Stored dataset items
- - - - -
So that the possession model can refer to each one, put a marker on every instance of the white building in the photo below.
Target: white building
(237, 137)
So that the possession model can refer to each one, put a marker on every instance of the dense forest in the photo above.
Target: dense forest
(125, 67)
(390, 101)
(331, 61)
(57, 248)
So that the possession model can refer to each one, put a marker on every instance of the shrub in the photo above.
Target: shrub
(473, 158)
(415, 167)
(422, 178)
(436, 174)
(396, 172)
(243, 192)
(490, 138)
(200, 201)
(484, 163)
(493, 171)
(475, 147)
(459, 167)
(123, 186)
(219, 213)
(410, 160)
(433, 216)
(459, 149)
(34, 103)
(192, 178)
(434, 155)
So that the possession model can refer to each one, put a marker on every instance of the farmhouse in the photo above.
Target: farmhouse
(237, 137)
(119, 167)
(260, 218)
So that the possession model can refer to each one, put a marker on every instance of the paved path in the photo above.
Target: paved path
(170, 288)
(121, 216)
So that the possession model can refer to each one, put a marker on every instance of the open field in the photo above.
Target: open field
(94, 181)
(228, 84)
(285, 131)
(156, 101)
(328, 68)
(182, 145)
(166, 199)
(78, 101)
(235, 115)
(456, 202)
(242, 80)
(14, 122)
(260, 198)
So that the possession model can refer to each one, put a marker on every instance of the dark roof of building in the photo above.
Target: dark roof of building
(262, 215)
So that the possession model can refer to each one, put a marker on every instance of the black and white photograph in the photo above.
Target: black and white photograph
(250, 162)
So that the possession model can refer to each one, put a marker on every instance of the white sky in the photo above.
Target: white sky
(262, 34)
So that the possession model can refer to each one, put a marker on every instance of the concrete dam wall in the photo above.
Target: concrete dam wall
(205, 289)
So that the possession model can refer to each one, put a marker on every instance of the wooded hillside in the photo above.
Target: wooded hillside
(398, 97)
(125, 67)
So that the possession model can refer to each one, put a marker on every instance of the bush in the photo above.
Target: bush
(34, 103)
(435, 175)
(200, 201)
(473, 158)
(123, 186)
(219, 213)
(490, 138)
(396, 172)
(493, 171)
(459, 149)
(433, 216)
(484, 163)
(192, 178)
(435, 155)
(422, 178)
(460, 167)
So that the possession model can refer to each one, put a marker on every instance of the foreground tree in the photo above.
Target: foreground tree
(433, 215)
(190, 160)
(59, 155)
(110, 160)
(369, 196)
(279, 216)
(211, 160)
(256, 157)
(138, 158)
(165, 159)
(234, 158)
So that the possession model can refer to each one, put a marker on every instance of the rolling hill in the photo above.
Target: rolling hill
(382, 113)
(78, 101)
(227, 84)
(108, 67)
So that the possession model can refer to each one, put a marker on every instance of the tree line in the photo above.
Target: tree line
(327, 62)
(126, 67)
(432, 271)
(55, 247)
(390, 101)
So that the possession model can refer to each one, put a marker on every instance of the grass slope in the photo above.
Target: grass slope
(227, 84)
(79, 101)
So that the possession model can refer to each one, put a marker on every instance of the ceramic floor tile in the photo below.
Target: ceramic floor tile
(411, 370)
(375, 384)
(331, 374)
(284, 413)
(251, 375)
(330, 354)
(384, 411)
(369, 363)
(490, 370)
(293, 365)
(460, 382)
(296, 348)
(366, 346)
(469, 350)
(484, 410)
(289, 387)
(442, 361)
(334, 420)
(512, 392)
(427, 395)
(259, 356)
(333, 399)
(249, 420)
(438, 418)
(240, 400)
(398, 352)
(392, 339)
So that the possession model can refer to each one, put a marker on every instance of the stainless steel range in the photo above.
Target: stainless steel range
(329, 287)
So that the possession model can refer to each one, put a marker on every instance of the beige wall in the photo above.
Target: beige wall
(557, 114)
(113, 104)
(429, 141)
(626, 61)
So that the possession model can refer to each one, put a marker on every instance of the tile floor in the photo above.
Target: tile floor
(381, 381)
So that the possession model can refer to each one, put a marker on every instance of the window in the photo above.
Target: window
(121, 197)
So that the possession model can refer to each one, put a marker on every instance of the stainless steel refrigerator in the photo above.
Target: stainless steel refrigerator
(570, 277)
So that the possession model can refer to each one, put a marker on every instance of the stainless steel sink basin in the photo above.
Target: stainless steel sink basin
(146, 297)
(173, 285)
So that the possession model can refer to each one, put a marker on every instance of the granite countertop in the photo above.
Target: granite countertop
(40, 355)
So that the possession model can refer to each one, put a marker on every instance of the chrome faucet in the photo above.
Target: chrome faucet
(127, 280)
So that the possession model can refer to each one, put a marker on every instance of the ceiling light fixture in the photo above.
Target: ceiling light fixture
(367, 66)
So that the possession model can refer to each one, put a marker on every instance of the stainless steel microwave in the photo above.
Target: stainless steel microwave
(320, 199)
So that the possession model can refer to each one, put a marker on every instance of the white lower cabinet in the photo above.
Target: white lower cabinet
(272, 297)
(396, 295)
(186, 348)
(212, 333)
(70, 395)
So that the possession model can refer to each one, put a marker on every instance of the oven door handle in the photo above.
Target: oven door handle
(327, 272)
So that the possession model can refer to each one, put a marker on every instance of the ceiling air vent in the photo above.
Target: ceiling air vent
- - - - -
Task to carry out:
From the records above, pull out every line containing the word "below".

Finished exercise:
So that the possession model can refer to each one, put a marker on every instance of the white building in the photo below.
So that the possession model can refer to each one, put a marker on every instance of the ceramic floor tile in the photo below.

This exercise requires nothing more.